### Source passage
==========
Tangled Webs

Wednesday, August 02, 2006

Its Been an even longer while...

Well, its been awhile, but something finally caught my attention and got me riled up enough to bang away on the keyboard here...

I was sitting in the local Starbucks and read an incredible piece or tripe written by the supposed towering intillect and aspiring Liberal leader, Michael Ignatief. Now Mr. Ignatief is widely regarded as an intillectual of sorts but one would never know it from the column - it reads more like a useless pile of feel good rhetoric designed to appeal to the lefties in the country who truly believe that by gutting the military and assuming a position of neutrality in any conflict, that Canada can somehow then exert any kind of influence...
==========
### Record extracts
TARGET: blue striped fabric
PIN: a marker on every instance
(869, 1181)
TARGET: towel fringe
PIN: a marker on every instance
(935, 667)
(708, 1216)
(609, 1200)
==========
Retype the part of the blog post between "Its Been an" and "the keyboard here...", inclusive, keeping every word and mark unchanged.

Its Been an even longer while...

Well, its been awhile, but something finally caught my attention and got me riled up enough to bang away on the keyboard here...